Zu bearbeitende Aufgaben =>
A: An welchem Wochentag haben die beiden Berichterstatter laut dem Textauszug zur Datenschutzreform ihre Änderungsvorschläge veröffentlicht?
B: Führe den Textauszug zur Datenschutzreform im Anschluss an seinen letzten Satz weiter.

Textauszug =>

□ □ □ □

Europaparlament: Lob und Kritik für Vorschläge zur Datenschutzreform
Nachdem beide Berichterstatter des Europaparlaments ihre Änderungsvorschläge für die Entwürfe der Datenschutzreform vorgelegt haben, fallen die Reaktionen darauf sehr gemischt aus.
Die Reaktionen auf die Stellungnahmen beiden Berichterstatter des Europaparlaments zur geplanten EU-Datenschutzrichtlinie sind gemischt. Jan Albrecht (Grüne/EFA-Fraktion) und Dimitris Droutsas (Pasok/Sozialdemokratische Fraktion) hatten ihre Änderungsvorschläge zu den Kommissionsentwürfen einer Datenschutzverordnung und einer Richtlinie für die Datenverarbeitung durch Justiz und Strafverfolgungsbehörden am Dienstag veröffentlicht. Am heutigen Donnerstag fand die erste kurze Aussprache im Justizausschuss des Europaparlaments zu den im EU-Sprech "Berichten" genannten Änderungspaketen. Insbesondere der Albrecht-Bericht zur Verordnung, die den Datenschutz vor allem zwischen den privaten Akteuren regeln soll, steht im Mittelpunkt der Debatte.

□ □ □ □

Einträge im Datensatz =>
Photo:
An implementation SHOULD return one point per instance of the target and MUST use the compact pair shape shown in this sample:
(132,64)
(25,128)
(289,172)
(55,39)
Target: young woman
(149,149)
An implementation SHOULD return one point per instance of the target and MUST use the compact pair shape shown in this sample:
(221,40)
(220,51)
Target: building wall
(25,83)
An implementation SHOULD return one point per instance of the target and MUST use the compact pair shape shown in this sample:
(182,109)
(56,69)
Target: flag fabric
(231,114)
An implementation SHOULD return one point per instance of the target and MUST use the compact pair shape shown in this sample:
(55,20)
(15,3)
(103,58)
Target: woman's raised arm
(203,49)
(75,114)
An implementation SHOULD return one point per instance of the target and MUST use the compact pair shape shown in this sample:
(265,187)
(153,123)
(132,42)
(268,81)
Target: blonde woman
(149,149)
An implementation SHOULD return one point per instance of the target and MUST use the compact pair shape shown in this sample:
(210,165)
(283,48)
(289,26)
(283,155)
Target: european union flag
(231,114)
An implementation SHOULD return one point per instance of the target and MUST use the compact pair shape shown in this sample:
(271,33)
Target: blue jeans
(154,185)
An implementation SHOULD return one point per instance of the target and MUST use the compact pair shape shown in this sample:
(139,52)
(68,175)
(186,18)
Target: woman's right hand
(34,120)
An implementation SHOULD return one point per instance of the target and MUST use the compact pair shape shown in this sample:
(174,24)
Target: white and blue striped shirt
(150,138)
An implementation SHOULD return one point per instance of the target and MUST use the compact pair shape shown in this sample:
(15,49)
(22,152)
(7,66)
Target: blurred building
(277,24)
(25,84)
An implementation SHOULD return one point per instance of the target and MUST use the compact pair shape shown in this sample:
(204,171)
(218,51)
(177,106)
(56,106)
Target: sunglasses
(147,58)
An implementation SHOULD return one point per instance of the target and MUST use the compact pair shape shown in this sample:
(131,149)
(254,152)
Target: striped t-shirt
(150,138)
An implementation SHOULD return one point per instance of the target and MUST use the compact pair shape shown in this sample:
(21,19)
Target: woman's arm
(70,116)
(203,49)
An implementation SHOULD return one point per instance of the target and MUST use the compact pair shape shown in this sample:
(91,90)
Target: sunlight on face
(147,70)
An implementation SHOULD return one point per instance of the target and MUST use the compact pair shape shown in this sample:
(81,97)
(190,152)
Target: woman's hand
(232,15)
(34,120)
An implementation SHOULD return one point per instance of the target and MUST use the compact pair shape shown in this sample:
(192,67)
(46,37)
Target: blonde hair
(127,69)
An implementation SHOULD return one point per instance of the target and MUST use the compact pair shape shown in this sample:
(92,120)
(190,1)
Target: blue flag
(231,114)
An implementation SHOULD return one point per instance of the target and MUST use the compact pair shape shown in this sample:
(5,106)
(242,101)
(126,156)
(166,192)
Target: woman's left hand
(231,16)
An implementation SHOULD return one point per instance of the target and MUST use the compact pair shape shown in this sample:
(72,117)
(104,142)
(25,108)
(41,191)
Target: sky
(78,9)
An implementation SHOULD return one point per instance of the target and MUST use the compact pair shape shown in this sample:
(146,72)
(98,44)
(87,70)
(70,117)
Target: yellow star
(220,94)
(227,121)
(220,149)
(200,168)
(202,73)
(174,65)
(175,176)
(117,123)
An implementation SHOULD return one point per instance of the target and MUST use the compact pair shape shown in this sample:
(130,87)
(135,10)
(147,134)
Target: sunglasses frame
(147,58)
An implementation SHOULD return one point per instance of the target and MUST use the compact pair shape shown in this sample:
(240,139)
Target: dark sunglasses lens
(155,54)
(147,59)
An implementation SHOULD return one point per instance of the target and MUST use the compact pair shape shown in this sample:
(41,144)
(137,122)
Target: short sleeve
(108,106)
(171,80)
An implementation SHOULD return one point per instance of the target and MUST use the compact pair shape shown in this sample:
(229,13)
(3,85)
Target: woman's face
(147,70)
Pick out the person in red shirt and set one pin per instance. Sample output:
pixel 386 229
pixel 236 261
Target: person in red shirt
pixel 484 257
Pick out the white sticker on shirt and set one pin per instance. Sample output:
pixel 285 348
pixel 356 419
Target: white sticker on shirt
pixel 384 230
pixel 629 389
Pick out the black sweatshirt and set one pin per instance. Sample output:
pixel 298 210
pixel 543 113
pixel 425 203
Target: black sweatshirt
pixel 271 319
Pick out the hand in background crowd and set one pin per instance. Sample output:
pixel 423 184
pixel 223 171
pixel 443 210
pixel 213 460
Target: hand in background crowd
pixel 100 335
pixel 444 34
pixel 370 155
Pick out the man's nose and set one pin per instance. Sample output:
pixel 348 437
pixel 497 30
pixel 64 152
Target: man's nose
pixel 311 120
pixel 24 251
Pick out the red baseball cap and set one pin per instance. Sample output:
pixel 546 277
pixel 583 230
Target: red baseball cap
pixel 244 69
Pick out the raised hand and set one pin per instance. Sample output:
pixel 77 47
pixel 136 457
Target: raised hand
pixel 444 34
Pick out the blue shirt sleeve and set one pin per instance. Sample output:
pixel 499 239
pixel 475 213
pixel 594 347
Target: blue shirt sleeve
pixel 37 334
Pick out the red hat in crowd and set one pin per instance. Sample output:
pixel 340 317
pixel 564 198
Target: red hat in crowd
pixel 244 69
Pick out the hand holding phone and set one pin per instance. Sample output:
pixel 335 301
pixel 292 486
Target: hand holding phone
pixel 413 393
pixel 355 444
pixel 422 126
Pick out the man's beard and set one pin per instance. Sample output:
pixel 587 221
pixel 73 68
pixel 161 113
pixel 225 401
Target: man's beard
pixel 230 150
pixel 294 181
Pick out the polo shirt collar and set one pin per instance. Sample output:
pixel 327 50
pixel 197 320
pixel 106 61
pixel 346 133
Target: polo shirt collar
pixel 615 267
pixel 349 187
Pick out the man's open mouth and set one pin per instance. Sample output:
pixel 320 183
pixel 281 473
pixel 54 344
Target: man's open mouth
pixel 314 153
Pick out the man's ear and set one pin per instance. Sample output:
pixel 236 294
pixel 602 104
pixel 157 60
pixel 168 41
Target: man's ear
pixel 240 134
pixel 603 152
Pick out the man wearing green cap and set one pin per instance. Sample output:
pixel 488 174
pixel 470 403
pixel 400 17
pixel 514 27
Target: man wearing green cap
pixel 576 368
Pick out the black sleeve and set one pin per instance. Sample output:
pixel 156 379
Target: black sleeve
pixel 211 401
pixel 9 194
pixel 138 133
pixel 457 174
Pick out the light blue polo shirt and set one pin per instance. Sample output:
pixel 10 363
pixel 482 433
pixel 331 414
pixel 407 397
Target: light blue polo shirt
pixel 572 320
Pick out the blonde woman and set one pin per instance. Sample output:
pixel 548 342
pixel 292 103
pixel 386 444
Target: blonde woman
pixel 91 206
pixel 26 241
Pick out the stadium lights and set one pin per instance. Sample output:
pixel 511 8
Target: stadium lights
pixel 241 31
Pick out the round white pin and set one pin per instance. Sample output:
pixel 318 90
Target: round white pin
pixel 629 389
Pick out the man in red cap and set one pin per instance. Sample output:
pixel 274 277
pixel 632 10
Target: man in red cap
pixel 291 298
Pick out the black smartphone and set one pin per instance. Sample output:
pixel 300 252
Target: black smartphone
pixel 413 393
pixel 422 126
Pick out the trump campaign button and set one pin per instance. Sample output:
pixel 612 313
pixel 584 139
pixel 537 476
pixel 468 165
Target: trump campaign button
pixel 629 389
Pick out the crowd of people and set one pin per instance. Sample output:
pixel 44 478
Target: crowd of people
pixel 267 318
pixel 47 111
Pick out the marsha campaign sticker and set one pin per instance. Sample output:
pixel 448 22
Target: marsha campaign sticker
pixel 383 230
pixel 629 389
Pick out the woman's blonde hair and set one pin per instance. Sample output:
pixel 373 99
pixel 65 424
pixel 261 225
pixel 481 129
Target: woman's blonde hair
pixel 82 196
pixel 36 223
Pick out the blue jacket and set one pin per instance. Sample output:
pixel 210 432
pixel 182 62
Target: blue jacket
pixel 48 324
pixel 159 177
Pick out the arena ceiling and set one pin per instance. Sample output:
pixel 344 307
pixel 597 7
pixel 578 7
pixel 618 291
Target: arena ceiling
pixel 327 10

□ □ □ □

Lösungen =>
A: Am Dienstag.

B:
So begrüßte der Bundesdatenschutzbeauftragte Peter Schaar die Vorschläge Albrechts. "Die vorgeschlagenen Änderungen würden den Entwurf der Europäischen Kommission zur Reform des europäischen Datenschutzrechts noch deutlich verbessern“, erklärte Schaar per Pressemitteilung. "So sollen die Zusammenführung personenbezogener Daten aus unterschiedlichen Quellen weiter eingeschränkt und die Rechte der Betroffenen gestärkt werden. Positiv sehe ich es auch, dass die unabhängige Stellung der Datenschutzbehörden und ihre Möglichkeiten zum koordinierten Vorgehen gegen Datenschutzverletzungen verbessert werden sollen." Schaar hofft auf Zustimmung des Europaparlaments zu den Vorschlägen des Berichterstatters. Der oberste deutsche Datenschützer stellte auch klare Forderungen an seinen formalen Dienstherrn Bundesinnenminister Hans-Peter Friedrich: "Von der Bundesregierung erwarte ich, dass sie im Rat die dringend notwendigen Verbesserungen des europäischen Datenschutzrechts aktiv voranbringt."
Auf deutlich weniger Zustimmung stießen Albrechts Vorschläge bei Wirtschaftsverbänden. Dieter Kempf, der Vorsitzende des IT-Wirtschaftsverbandes Bitkom, kritisierte die Änderungsvorschläge als teilweise rückständig: "Der Bericht des EU-Parlaments berücksichtigt noch zu wenig die Anforderungen der modernen Unternehmenspraxis und die Entwicklung innovativer Dienste." Deutlich besser hingegen fiel sein Urteil zu den Vorschlägen beim sogenannten "Recht auf Vergessen" aus, das nun eher einer konsequenten Fortführung des bereits heute geltenden Recht auf Löschung entspreche: "Die Regelungsvorschläge zum Löschen von Nutzerdaten sind praxistauglicher gestaltet worden", sagte Kempf.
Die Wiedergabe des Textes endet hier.